Consigne 1
Dans le texte sur le rapport de l'ONU à propos de Gaza, quel titre portait le rapport publié par l'ONU en 2012 ?
Consigne 2
Reprenez le texte sur le rapport de l'ONU à propos de Gaza et écrivez la suite à partir de sa dernière phrase.

Texte à lire

******************************

Le rapport de l’ONU rappelle au monde entier qu’Israël demeure la puissance occupante à Gaza, car il contrôle ses frontières terrestres, maritimes et aériennes, même s’il n’a plus de « bottes au sol ». En tant que tel, il a l’obligation juridique d’assurer la santé, la dignité et le bien-être de la population. Le rapport souligne en particulier, que « les nombreuses restrictions imposées par Israël à la fois sur les mouvements des personnes et sur les biens entrant et sortant de Gaza violent toute une série de droits humains élémentaires tels que le droit à la liberté de mouvement et ... le droit à la santé, à l’éducation, à un travail, à un niveau de vie décent et à une vie de famille ». Les autres acteurs qui sont responsables de Gaza - le Hamas, l’Autorité palestinienne et l’Égypte - ont également le devoir légal de respecter les standards humanitaires et les droits humains, ce qui n’a pas toujours été le cas au cours des dernières années.
En 2012, l’ONU a publié un rapport intitulé « Gaza en 2020 : pourra-t-on encore y vivre ? » (PDF). Ce rapport était inquiétant, mais le dernier rapport de l’ONU est désespérant. Il conclut que Gaza, en cinq ans, a été victime d’une « spirale descendante de développement », qui a enfermé les habitants de Gaza dans un cercle vicieux de crise humanitaire et de dépendance perpétuelle à l’aide humanitaire. »

******************************

Documents fournis

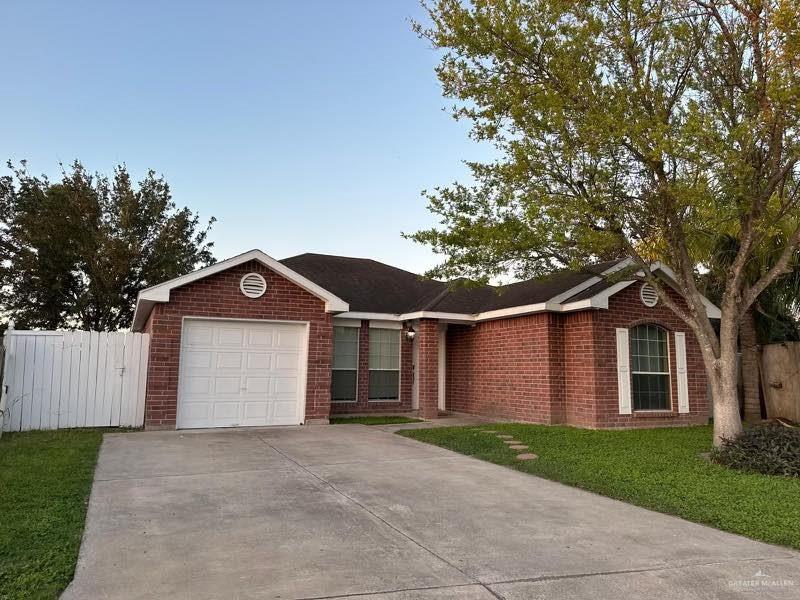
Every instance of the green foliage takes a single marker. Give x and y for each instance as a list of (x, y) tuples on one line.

******************************

Réponse rédigée 1
« Gaza en 2020 : pourra-t-on encore y vivre ? »

Réponse rédigée 2
Il ne reste que trois ans avant 2020, et le rapport souligne que, s’il n’est pas mis fin à la situation actuelle, Gaza deviendra encore « plus isolée et plus désespérée » avec le risque de conflits encore plus dévastateurs et d’une économie encore plus exsangue. Si rien n’est fait, il vaut mieux cesser de nourrir l’espoir d’une réconciliation politique entre les Palestiniens et d’une paix durable entre Israël et la Palestine. Alors, est-ce que les images satellites de la nuit à Gaza montreront bientôt quelques lumières ?
Michael Lynk
Michael Lynk est le rapporteur spécial des Nations Unies pour les droits de l’homme dans les territoires palestiniens occupés par Israël depuis 1967. Il a été nommé en 2016. Il enseigne également à la Faculté de droit de l’université de Western Ontario (London, Ontario, Canada)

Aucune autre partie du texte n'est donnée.